- _STATED GOAL_:
Find every line in the listing below that contains the string "headboard", matching case exactly, and copy each of those lines.
━━━━━ EXTRACTED INFORMATION ━━━━━
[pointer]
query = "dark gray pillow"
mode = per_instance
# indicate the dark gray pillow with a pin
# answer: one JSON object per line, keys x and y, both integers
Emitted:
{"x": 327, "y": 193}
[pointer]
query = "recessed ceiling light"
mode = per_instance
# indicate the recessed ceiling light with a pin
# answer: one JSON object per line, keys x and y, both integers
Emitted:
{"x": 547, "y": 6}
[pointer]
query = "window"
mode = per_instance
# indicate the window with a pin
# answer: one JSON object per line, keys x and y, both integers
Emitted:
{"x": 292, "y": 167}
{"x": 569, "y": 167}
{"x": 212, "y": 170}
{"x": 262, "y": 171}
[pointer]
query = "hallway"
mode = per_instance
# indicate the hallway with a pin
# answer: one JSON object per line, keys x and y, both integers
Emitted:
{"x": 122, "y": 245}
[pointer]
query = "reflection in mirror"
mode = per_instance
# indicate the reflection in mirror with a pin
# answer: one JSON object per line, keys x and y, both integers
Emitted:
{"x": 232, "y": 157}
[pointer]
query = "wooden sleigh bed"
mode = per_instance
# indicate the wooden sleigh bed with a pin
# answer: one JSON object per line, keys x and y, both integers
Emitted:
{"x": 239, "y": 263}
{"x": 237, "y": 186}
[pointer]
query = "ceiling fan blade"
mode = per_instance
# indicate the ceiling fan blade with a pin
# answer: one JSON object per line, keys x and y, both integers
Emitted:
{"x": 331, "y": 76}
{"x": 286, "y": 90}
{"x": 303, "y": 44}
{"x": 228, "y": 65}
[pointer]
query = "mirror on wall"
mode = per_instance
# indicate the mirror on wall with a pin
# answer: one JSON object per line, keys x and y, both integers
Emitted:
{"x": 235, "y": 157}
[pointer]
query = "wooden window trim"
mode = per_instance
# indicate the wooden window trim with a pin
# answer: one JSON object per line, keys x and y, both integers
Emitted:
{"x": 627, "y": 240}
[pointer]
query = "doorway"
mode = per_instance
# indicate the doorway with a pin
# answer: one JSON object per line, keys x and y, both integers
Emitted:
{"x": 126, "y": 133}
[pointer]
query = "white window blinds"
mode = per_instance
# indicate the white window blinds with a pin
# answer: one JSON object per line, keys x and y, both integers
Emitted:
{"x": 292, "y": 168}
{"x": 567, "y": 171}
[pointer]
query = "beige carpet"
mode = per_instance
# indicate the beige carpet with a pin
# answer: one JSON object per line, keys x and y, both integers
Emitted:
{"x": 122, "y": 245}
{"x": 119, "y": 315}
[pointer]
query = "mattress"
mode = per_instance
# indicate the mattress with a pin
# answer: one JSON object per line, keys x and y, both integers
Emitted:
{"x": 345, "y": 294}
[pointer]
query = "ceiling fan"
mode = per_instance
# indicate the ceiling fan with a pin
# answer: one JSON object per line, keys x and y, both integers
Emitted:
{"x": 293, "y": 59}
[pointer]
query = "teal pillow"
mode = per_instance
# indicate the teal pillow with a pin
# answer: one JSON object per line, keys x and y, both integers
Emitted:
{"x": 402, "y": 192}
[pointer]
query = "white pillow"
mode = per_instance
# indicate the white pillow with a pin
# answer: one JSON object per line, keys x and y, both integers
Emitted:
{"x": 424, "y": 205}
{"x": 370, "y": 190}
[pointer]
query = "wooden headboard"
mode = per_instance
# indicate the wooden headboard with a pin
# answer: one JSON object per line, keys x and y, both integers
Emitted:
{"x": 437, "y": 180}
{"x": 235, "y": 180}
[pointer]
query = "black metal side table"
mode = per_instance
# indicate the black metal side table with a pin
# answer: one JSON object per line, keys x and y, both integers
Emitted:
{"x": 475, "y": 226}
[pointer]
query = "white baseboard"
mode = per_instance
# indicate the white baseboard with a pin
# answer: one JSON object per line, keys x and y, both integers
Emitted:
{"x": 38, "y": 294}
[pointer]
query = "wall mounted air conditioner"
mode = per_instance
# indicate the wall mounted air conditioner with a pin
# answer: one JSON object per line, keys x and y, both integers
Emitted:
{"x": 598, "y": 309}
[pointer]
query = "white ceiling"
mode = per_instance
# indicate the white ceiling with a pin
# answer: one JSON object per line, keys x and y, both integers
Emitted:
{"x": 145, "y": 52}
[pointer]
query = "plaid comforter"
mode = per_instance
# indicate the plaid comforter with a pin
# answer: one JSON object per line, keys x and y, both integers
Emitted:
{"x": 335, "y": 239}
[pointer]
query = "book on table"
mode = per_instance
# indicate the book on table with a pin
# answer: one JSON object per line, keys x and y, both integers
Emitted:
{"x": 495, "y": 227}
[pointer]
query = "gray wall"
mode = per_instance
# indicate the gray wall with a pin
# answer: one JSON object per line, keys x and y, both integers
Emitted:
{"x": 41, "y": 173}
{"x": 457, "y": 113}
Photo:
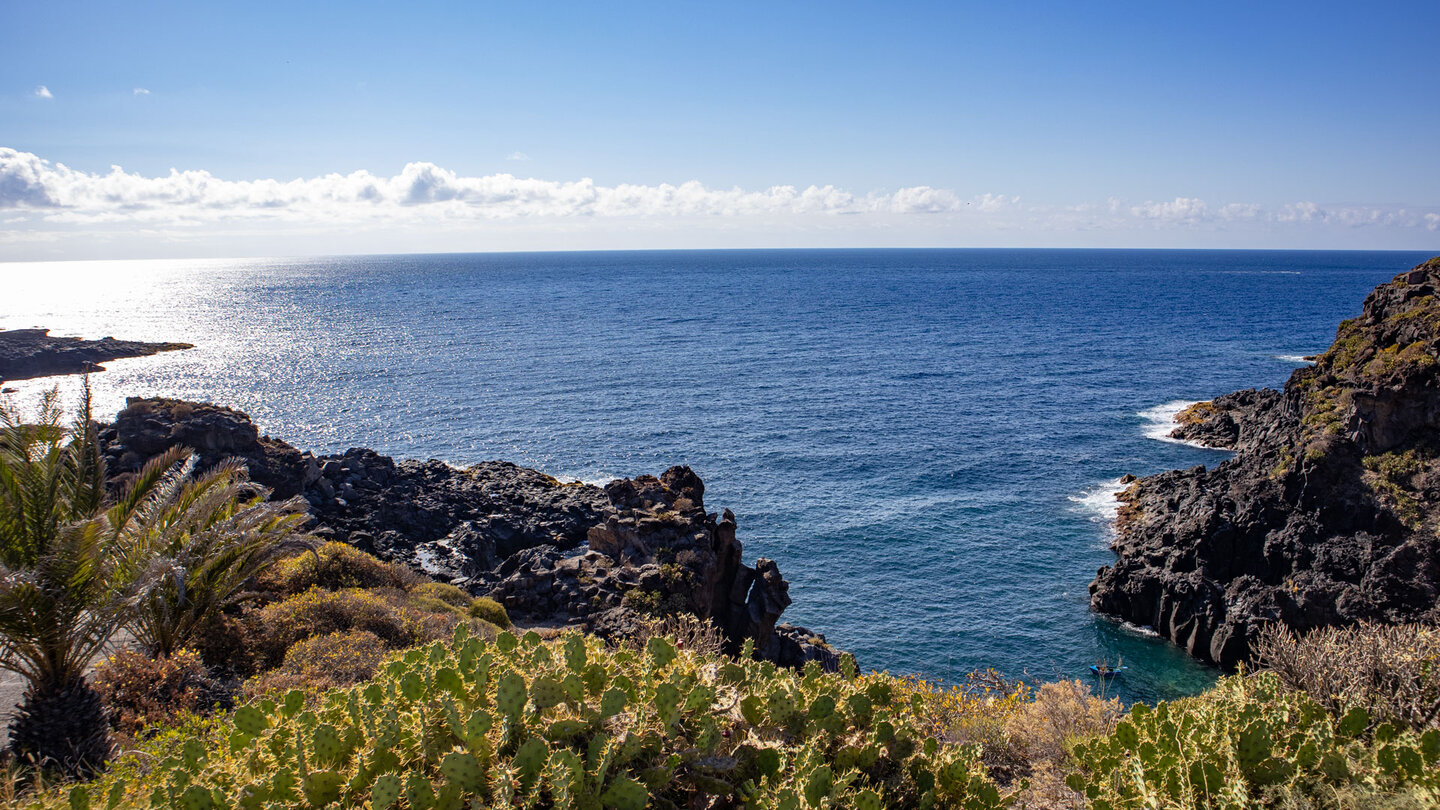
━━━━━
- _REPLY_:
query = "wooden headboard"
# indicate the wooden headboard with a pin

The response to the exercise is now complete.